-- ACTIVITY --
Your output should be the line with "See the UI screenshot above" plus all following lines to the end of the records, exactly as written and nothing more.

-- DATASET EXCERPTS --

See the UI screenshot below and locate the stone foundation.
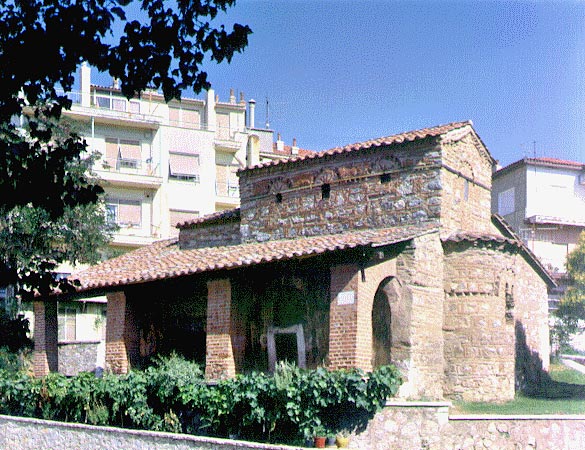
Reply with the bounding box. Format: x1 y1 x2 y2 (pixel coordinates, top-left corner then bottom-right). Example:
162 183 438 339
3 405 585 450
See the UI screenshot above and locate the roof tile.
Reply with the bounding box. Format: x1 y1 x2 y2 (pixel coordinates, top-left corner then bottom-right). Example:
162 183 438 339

-- OUTPUT FOR THIS EXERCISE --
See the UI screenshot above and locate the roof tile.
Reply with the bounding box. Format: x1 y1 x2 y2 (pixel coordinates, top-left corner then bottom-right). Example:
162 183 438 339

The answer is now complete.